Excerpts from annotation records
— start —

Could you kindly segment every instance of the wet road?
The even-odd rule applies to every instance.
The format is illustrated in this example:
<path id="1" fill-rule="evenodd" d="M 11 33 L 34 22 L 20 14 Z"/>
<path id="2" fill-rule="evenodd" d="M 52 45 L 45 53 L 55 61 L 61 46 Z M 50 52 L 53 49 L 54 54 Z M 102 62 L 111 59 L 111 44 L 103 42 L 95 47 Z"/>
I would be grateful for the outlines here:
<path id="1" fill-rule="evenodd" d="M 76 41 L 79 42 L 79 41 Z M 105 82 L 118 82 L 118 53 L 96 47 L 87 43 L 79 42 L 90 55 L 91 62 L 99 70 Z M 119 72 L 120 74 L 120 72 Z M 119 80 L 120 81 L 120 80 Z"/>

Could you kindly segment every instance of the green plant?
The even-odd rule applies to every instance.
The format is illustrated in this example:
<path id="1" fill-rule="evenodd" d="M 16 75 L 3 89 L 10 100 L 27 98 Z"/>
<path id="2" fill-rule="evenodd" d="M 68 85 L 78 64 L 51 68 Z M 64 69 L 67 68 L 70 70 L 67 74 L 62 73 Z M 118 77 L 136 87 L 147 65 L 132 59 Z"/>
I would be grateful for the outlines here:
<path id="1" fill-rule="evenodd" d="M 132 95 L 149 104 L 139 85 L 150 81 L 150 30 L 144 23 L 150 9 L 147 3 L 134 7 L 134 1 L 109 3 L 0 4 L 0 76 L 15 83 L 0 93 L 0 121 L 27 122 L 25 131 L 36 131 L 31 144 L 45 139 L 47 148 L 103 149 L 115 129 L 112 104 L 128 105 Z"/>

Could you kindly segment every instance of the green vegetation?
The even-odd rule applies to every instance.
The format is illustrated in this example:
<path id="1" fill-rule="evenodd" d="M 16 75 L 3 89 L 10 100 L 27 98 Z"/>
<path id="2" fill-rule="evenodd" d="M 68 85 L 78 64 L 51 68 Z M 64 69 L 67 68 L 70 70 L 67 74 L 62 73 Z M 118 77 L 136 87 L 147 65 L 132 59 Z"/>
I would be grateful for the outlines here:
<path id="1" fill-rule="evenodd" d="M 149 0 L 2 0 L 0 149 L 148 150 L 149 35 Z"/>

— end —

TO DO: Quote the items above verbatim, reproducing every line precisely as it appears.

ANSWER TO THIS PROBLEM:
Could you kindly segment every instance of the wet road?
The even-odd rule applies to every instance.
The format is illustrated in this example:
<path id="1" fill-rule="evenodd" d="M 11 33 L 34 22 L 20 14 Z"/>
<path id="2" fill-rule="evenodd" d="M 52 45 L 45 53 L 55 61 L 61 46 Z M 50 52 L 53 49 L 54 54 Z M 102 62 L 111 59 L 111 44 L 103 42 L 95 47 Z"/>
I would be grateful for the outlines here:
<path id="1" fill-rule="evenodd" d="M 76 41 L 79 42 L 79 41 Z M 105 82 L 118 82 L 118 53 L 96 47 L 87 43 L 79 42 L 90 55 L 91 62 L 99 70 Z M 119 72 L 120 74 L 120 72 Z M 119 80 L 120 81 L 120 80 Z"/>

Could you kindly segment every instance of the green plant?
The even-odd rule applies to every instance.
The format is illustrated in this example:
<path id="1" fill-rule="evenodd" d="M 16 75 L 3 89 L 10 100 L 27 98 Z"/>
<path id="2" fill-rule="evenodd" d="M 68 85 L 78 64 L 51 68 Z M 64 69 L 67 68 L 70 70 L 67 74 L 62 73 Z M 118 77 L 136 87 L 147 65 L 132 59 Z"/>
I would be grateful for the outlines here:
<path id="1" fill-rule="evenodd" d="M 132 95 L 149 104 L 139 85 L 150 81 L 150 30 L 144 23 L 150 9 L 147 3 L 134 7 L 134 1 L 109 3 L 0 4 L 0 76 L 15 83 L 0 93 L 0 121 L 27 122 L 25 131 L 36 131 L 31 144 L 45 139 L 47 148 L 103 149 L 115 129 L 112 104 L 128 105 Z"/>

Could you kindly segment every instance of the green vegetation?
The even-odd rule applies to every instance.
The format is illustrated in this example:
<path id="1" fill-rule="evenodd" d="M 16 75 L 3 89 L 10 100 L 27 98 Z"/>
<path id="2" fill-rule="evenodd" d="M 68 85 L 78 64 L 51 68 Z M 64 69 L 67 68 L 70 70 L 67 74 L 62 73 Z M 118 77 L 136 87 L 147 65 L 132 59 Z"/>
I would be grateful for the outlines here:
<path id="1" fill-rule="evenodd" d="M 149 0 L 2 0 L 0 149 L 148 150 L 149 35 Z"/>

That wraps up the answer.